◆ **To do**: Reproduce every one of the records below word for word, omitting the pictures.

--- Input rows ---

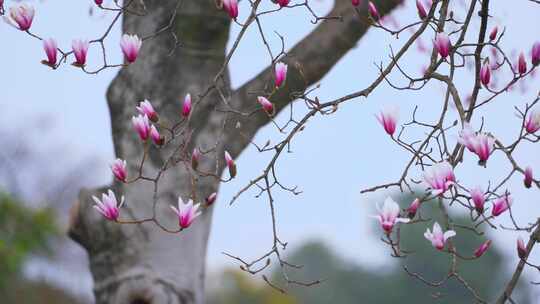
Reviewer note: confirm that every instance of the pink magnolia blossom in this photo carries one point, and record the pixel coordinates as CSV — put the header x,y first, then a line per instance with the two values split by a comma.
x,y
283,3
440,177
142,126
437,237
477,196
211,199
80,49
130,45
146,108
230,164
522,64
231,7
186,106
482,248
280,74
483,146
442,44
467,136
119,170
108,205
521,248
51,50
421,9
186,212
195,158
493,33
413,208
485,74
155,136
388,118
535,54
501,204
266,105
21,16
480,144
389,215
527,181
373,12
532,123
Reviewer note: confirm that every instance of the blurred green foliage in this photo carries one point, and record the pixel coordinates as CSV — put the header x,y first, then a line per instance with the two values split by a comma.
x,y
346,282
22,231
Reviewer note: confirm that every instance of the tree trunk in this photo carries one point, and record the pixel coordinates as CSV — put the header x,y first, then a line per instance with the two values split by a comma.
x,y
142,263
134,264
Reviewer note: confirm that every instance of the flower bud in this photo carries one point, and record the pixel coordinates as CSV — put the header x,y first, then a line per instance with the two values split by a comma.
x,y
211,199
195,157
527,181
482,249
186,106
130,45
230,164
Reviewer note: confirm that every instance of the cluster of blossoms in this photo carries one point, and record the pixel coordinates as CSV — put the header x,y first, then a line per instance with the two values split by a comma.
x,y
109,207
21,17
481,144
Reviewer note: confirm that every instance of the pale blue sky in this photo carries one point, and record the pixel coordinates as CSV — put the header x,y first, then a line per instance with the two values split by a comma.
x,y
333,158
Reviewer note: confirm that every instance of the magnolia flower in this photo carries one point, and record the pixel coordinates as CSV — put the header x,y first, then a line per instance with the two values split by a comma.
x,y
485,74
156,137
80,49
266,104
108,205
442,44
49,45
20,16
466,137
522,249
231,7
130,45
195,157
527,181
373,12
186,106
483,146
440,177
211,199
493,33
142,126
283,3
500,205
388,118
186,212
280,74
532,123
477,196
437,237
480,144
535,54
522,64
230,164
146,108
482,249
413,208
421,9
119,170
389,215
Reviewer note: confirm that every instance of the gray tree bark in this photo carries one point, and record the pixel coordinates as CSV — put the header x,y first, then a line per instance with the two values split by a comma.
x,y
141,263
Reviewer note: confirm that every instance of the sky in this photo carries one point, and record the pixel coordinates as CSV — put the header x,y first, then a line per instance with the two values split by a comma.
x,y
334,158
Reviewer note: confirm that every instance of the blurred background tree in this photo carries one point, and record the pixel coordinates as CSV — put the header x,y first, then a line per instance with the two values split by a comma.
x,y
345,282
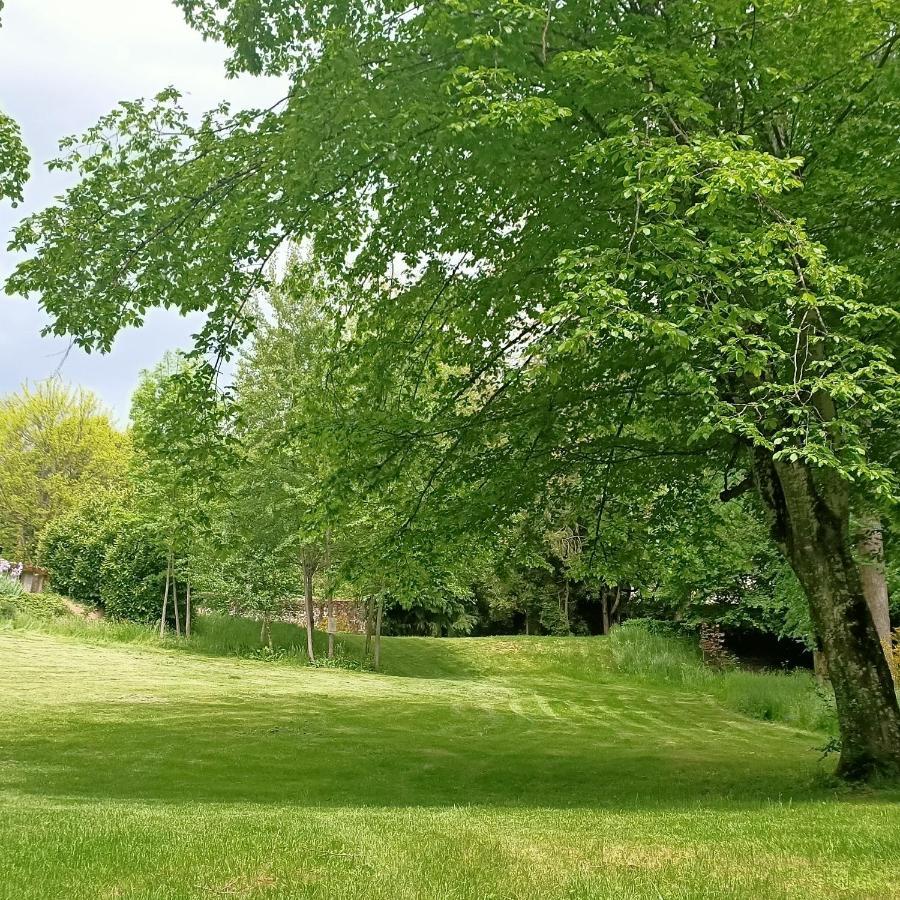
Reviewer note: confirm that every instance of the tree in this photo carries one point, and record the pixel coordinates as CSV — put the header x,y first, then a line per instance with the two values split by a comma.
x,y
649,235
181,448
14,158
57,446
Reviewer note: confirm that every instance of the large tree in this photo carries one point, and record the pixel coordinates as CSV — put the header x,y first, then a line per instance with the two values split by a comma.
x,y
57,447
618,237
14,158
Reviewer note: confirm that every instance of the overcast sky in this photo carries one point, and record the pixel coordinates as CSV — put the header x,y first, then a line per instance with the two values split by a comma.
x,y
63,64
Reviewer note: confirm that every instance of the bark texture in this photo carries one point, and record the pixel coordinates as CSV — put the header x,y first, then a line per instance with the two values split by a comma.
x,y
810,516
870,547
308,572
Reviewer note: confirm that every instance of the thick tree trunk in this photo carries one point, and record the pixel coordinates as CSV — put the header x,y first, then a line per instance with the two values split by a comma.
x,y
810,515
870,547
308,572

---

◆ **Answer to this problem**:
Reviewer note: confirm that every instance of the pink magnolia blossom in this photo carries one point, and record the pixel coordinates as CSV — put the header x,y first, then a line per instance with the two values split by a comma.
x,y
283,3
440,177
142,126
437,237
477,196
211,199
80,49
130,45
146,108
230,164
522,64
231,7
186,106
482,248
280,74
483,146
442,44
467,136
119,170
108,205
521,248
51,50
421,9
186,212
195,158
493,33
413,208
485,74
155,136
388,118
535,54
501,204
266,105
21,16
480,144
389,215
527,181
373,12
532,123
Reviewer note: confirm that every instance of the blurred green foliage in this photo carries one point, and record the pixel coordinates as CSV — put the header x,y first, then a line per instance with the two values split by a comma.
x,y
346,282
22,231
Reviewer note: confirm that every instance of the tree trunk in this photo carries one point, and record the pixel coordinates as CSV — put the header x,y first, then a line per instance with the two values split by a comma.
x,y
142,263
134,264
Reviewer note: confirm that every instance of the flower bud in this photo carries one point, and record the pixel coordinates as CSV — put the header x,y first, then a line per instance with the two values split by a comma.
x,y
211,199
195,157
527,181
482,249
186,106
130,45
230,164
Reviewer note: confirm that every instance of the cluster of blossoms in this photo carries one point, and record the pixel coordinates as CSV — put the header x,y first, then a line per instance with the two values split by a comma.
x,y
109,207
21,17
481,144
Reviewer note: confirm that every instance of the pale blue sky in this photo carries one point, and record the pixel coordinates as CSV — put the header x,y first, then a line per instance with the two values split by a comma.
x,y
333,158
Reviewer note: confirm that every instance of the magnolia flower in this photo carries one point, and record the pixel coordinates as CSV — put the header x,y first, then a line per instance with the two values split by a comma.
x,y
485,74
156,137
80,49
266,104
108,205
442,44
49,45
20,16
466,137
522,249
231,7
130,45
195,157
527,181
373,12
186,106
483,146
440,177
211,199
493,33
142,126
283,3
500,205
388,118
186,212
280,74
532,123
477,196
437,237
480,144
535,54
522,64
230,164
146,108
482,249
413,208
421,9
119,170
389,215
Reviewer note: confirm that every instance of the gray tree bark in this photo carries one point, and record the pixel coordinates as CSV — put the header x,y first, then a line per instance with the two values split by a comma.
x,y
141,263
Reviewer note: confirm that every instance of the sky in this photo carries one point, and record the pixel coordinates as CSV — put the header x,y first, then a line per instance with the two values split by a comma.
x,y
334,158
Reviewer note: confirm that every instance of the blurred background tree in this photo carries one point, and record the pixel coordinates as CSV — put the header x,y first, then a line per instance with the two values split by a comma.
x,y
345,282
Reviewer note: confirm that every instance of the tree in this photo carries one point, and record the pixel coordinates as CSV — put the header x,y first, then a line per instance with the two values split by a comma.
x,y
649,235
181,448
14,158
57,446
Reviewer note: confirm that every instance of the large tree in this photo carries one point, and record the pixel coordinates as CSV — put the header x,y first, then a line per instance with the two values split by a comma.
x,y
57,447
618,237
14,158
Reviewer note: confirm that every instance of the overcast sky in this photo carries one point, and record the pixel coordinates as CSV — put the header x,y first, then a line per instance with the two values split by a comma.
x,y
63,64
Reviewer note: confirm that every instance of the bark texture in this photo carries one point, and record the pixel coordinates as CSV — put the header x,y first, then a line per instance with the two values split by a comma.
x,y
810,516
870,547
308,572
Reviewer note: confirm that every instance of the thick tree trunk in this photo carries one point, and record the pixel coordinates as CSV — put the header x,y first, then a line per instance with the two values split by a comma.
x,y
810,515
870,547
308,572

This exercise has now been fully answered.